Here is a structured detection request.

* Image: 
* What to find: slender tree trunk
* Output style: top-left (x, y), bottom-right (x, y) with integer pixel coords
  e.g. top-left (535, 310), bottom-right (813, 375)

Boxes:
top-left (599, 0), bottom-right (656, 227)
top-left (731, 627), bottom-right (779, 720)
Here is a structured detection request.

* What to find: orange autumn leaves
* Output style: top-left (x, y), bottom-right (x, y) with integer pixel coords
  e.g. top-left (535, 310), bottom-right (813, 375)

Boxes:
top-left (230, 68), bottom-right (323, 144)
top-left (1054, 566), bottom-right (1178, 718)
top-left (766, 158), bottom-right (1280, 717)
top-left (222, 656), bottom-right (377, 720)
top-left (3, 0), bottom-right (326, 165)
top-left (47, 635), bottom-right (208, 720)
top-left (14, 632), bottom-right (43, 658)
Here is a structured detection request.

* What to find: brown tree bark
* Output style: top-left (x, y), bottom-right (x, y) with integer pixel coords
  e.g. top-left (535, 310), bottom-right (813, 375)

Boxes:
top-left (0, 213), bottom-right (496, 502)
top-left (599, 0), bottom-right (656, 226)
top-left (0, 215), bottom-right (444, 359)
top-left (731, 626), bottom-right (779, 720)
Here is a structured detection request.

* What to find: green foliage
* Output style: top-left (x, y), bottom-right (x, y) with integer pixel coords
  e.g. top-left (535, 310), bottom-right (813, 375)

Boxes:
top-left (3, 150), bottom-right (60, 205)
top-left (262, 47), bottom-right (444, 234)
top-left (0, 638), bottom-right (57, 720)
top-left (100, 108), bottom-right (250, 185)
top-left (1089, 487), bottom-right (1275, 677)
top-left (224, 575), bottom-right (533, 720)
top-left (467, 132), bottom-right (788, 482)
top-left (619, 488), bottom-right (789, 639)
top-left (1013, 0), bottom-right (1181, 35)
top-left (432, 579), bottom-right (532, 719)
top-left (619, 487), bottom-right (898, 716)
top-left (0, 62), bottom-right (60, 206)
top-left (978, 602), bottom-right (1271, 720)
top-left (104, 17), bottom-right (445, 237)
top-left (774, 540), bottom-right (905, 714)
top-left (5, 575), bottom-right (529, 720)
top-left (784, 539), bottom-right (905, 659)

### [Work required]
Using the entries above, give the number of lines that carry the string "find", without anything else.

### [Answer for this exercise]
4